(The data begins)
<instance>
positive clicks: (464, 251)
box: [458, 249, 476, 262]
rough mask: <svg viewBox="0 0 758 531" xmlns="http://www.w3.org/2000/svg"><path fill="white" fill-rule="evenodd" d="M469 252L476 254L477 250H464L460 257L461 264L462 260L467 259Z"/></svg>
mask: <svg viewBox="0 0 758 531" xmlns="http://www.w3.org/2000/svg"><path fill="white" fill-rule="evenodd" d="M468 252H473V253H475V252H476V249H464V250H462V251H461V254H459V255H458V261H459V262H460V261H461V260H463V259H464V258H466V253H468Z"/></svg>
(The data ends)
• _Required work_
For every entry above, write out an exact copy.

• _Task answer_
<instance>
positive clicks: (464, 251)
box: [458, 249, 476, 262]
rough mask: <svg viewBox="0 0 758 531" xmlns="http://www.w3.org/2000/svg"><path fill="white" fill-rule="evenodd" d="M469 252L476 254L477 250H464L460 257L461 264L462 260L467 259Z"/></svg>
mask: <svg viewBox="0 0 758 531" xmlns="http://www.w3.org/2000/svg"><path fill="white" fill-rule="evenodd" d="M468 252H473V253H475V252H476V249H464V250H462V251H461V254H459V255H458V261H459V262H460V261H461V260H463V259H464V258H466V253H468Z"/></svg>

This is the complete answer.